_Tasks to complete_
- a) Could you reproduce the passage from the dog-and-stick recruiting article, starting with "In a previously" and going on through "the aforementioned reactions."?
- b) Can you write the next part of the article on dogs, sticks and recruiting, picking up right after its last sentence?

—How an old dog can teach you new recruitment tricks
“Walk softly and carry a big stick”—Teddy Roosevelt
What does or should a recruiter have in common with a dog chomping down on and loping along with a stick in its mouth? More to the point, what can a recruiter learn from a stick-fetching and wood-toting dog?
To answer that, it will be helpful to try to figure out why dogs cannot resist chasing, shaking, gnawing, dragging, trotting with or otherwise tirelessly remaining engaged with a stick, even though, given their keen senses of smell and taste, they presumably and unerringly know the difference between a stake and a steak.
From such ruminations, we humans may be able to extract useful insights and formulate powerful parallels with extant and possible recruiting practices, perhaps to shape as well as to understand them.
In a previously published article of mine, “Voodoo, Icons and Toys”, I argued that humans represent the only animal species that is not only capable of being entranced, frightened and fooled by “simulacra” such as voodoo dolls, house-of-horrors robots, stuffed wolves, teddy bears, the Statue of Liberty, stone gargoyles and inflatable love dolls, but also the only species that makes them—and mostly for the express purpose of eliciting all of the aforementioned reactions.
Measured against this yardstick, how do the dog and its sticks stack up, so to speak? If a dog chews a fetched stick long enough, can it be argued that the dog is creating a simulacrum of some sort—a vague copy or semblance of something else, e.g., a bird or a snake that it might instinctively seize and carry? To prove the dog is our creative match, it would have to be proved that it is the dog’s intention to create a fake duck, rather than, for example, to simply chew on something because it feels good. Of course, if the stick ended up looking exactly like a miniature, albeit slimy mallard, that would give us pause (maybe paws, too) to rethink the question, while giving the dog a leg up in the debate.

_Supplied information_
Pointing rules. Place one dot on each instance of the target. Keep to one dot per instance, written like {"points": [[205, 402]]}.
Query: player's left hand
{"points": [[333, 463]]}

_Task-by-task results_
- a)
In a previously published article of mine, “Voodoo, Icons and Toys”, I argued that humans represent the only animal species that is not only capable of being entranced, frightened and fooled by “simulacra” such as voodoo dolls, house-of-horrors robots, stuffed wolves, teddy bears, the Statue of Liberty, stone gargoyles and inflatable love dolls, but also the only species that makes them—and mostly for the express purpose of eliciting all of the aforementioned reactions.

- b)
For the sake of argument and engagement, let’s work with the idea that dogs chase, seize and run with sticks because the sticks are triggers of and surrogates for their retrieval/hunting instincts and instinctively pursued real targets, other animals. What can a recruiter learn from this? (For the moment, I exclude the possibility that, based on their observations of humans, dogs imagine that if they too pick up sticks, they too will learn how to throw them and transform a one-sided game of “fetch” into a two-way game of “catch”.)
To glean insights from this hunting/retrieval interpretation of the dog and stick instinctive nexus, start with its salient features. These include
- Arousal by a surrogate, a stand-in for the real thing
- Exercise and shaping of useful skills
- Tenacity of purpose
- Good “skills-challenge match” (characterized by the leading exponent of “flow theory”, University of Chicago professor, Milhaly Csikszentmihalyi (pronunciation: “[the]chick-sent-me-high”—really), as a core requirement of being in a state of “flow”, otherwise known as “being in ‘the zone’”
- Collaboration with an instigator (usually a stick throwing human, sometimes a strong wind).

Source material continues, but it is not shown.